▸ **Excerpted text**:
Written By bombomtox on December 4, 2013 | 4:17 PM



Many news outlets have chosen not to broadcast these 911 calls out of some sort of misplaced sensitivity to the parents who lost children at Newtown.  I highly disagree with this kind of thinking because what happened there was very much a public event.  The Newtown Massacre is part o American history that needs to be examined thoroughly to figure out why it happened and hopefully arrive at some solutions to prevent such an event from happening again.  It serves no purpose to sweep it under the rug. 

And before anybody accuses me of be callus of those who have lost a child.  I know what it feels like because it happened to me and my wife.  There’s no greater pain in the world, in my opinion, than losing a child.  I would gladly trade with any of the Newtown parents to get 5 or 6 years with my child.  We couldn’t get one minute!

USA Today reports a community still reeling from last December's Sandy Hook Elementary School massacre relived its horrors Wednesday as police released audio tapes of the chilling 911 calls made by frightened survivors as the shooting unfolded.


"I believe there's shooting at the front glass,'' school custodian Rick Thorne tells a Newtown Police dispatcher, providing authorities an initial glimpse into the carnage wrought by Adam Lanza, a 20-year-old who killed his mother, Nancy at their Newtown home before breaking into his former school, killing 20 students and six staffers with a semi-automatic assault rifle before taking his own life Dec. 14.

"I keep hearing shooting, I keep hearing popping…Now it's silent…There's still shooting going on, please," says Thorne, who serves as the real-time eyes and ears of the one of the most heart-wrenching mass shootings in U.S. history.

An unidentified woman shot in the foot also calls, telling a dispatcher in an eerily calm voice that she's hiding in a classroom with children and two adults, unable to lock the door. The dispatcher urges her to apply pressure to the wound. Asked if she's ok, the woman responds; "For now, hopefully."

▸ **Provided material**:

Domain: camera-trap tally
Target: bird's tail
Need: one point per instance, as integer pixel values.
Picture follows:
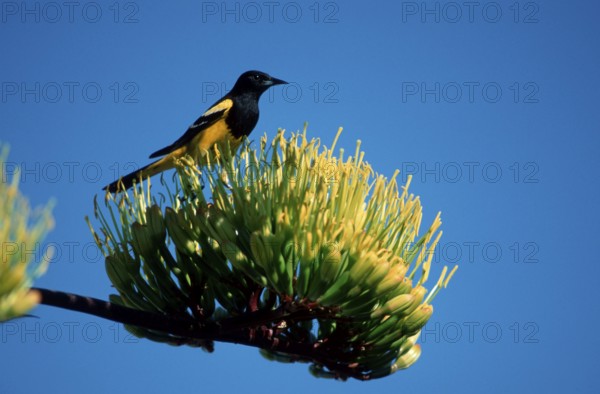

▸ **Problems to work on**:
a) Answer these from the post about the Newtown 911 calls, one line each:
(i) On what date was the post written?
(ii) How many students and how many staffers were killed at the school?
(iii) What did the dispatcher urge the woman shot in the foot to do?
b) Write out everything from "And before anybody" down to "the shooting unfolded." in the post about the Newtown 911 calls again, renaming "wife" as "partner".

▸ **Solution list**:
a)
(i) December 4, 2013
(ii) 20 students and six staffers
(iii) Apply pressure to the wound

b)
And before anybody accuses me of be callus of those who have lost a child.  I know what it feels like because it happened to me and my partner.  There’s no greater pain in the world, in my opinion, than losing a child.  I would gladly trade with any of the Newtown parents to get 5 or 6 years with my child.  We couldn’t get one minute!

USA Today reports a community still reeling from last December's Sandy Hook Elementary School massacre relived its horrors Wednesday as police released audio tapes of the chilling 911 calls made by frightened survivors as the shooting unfolded.